Enforce Responsible AI Best Practices: Trustworthy AI Life Cycle Workflow Available

4 Likes

SAS has just released an experimental version of our Trustworthy AI Life Cycle Workflow for use with SAS® Model Manager and SAS® Workflow Manager on SAS Viya 2024.01 and later. Our Trustworthy AI Life Cycle workflow enforces standards and best practices set by the AI Risk Management Framework defined by the National Institute of Standards and Technology (NIST). The workflow allows organizations to document their considerations of AI systems’ impact on human lives. Our workflow includes steps to ensure that the training data is representative of the population that is impacted, as well as that the model predictions and performance are similar across protected classes These steps help ensure that the model is not causing disparate impact or harm to a specific group. Furthermore, you can ensure that your model remains accurate over time by creating human-in-the-loop tasks to act when additional attention is needed.

The aim of the workflow is to make NIST’s recommendations easier to adopt for organizations by specifying individual roles and expectations, gathering required documentation, outlining factors for consideration, and leveraging automation to ease adoption. The result of the workflow is a production model with documentation to support the assertion that the organization has done its due diligence to provide evidence that the model is fair, and their processes do not cause harm.

Given the growing landscape of Responsible and Trustworthy AI, this workflow has been marked as experimental to gather your feedback. As you use the sample workflow, we would like to know what works well and what can be improved upon. Feedback can be provided in the Issues tab of our SAS Model Management Resources GitHub page.

To get started using this workflow, perform the following steps:

Perform first-time configuration steps for SAS Workflow Manager, if not already configured.
Download the sample workflow definition from the SAS Model Management Resources GitHub page.
Import and activate the workflow definition using SAS Workflow Manager. Workflow administrators should review timer and role defaults to ensure the values match their organizational processes.
When a modeling project is available within SAS Model Manager, you can start the workflow. You will be prompted to specify the model owner.
The workflow consists of user tasks, which will appear within the Task category in SAS Model Manager. Tasks only appear for the users specified in the task role to ensure that right individuals are providing documentation and approvals. The first task will be for the Model Owner in the Tasks category. Note: Users might need to refresh the tab to see new tasks.

Extracted information
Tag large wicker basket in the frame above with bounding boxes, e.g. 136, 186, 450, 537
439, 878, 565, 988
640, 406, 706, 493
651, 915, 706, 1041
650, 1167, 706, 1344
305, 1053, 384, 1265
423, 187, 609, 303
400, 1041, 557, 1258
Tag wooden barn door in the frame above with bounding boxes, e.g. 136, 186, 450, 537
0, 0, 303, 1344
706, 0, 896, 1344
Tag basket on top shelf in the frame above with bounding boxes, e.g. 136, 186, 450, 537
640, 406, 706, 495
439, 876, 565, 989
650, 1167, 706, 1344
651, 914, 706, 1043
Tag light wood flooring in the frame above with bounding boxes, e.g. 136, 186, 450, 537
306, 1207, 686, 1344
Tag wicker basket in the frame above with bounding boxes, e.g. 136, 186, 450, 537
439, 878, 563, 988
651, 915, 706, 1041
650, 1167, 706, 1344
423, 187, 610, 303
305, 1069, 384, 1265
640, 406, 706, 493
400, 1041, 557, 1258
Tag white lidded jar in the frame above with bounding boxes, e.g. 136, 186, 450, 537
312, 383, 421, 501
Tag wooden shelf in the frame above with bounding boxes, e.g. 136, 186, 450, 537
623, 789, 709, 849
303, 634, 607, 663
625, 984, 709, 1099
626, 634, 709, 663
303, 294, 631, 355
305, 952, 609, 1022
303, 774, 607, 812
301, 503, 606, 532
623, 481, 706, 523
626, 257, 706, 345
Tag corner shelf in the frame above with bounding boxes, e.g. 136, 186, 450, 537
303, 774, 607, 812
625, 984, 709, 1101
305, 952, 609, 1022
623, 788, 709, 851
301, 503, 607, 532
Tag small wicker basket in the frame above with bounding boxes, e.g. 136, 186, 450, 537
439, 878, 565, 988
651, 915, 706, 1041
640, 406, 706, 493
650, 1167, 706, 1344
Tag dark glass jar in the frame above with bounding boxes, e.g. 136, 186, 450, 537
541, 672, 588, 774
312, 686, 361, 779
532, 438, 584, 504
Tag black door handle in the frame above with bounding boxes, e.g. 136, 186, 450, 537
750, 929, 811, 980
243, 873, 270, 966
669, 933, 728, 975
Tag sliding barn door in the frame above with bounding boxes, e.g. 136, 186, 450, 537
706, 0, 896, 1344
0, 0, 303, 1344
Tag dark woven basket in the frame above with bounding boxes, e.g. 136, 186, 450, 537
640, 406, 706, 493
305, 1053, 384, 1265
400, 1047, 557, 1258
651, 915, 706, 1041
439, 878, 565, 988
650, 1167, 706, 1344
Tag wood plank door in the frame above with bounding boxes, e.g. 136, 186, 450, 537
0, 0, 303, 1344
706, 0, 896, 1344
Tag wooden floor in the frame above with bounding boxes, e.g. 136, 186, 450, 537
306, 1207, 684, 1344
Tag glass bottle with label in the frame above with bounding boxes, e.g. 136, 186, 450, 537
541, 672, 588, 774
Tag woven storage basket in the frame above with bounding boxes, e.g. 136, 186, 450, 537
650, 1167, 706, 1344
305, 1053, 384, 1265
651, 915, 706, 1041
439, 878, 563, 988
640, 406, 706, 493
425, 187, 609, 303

The problem
Answer these questions using the workflow announcement:
1. Which framework's standards and best practices does the workflow enforce?
2. Where can feedback on the workflow be provided?
3. What are you prompted to specify when you start the workflow?
The records were drawn from a separate source.

Finished exercise
1. The AI Risk Management Framework defined by the National Institute of Standards and Technology (NIST).
2. In the Issues tab of the SAS Model Management Resources GitHub page.
3. The model owner.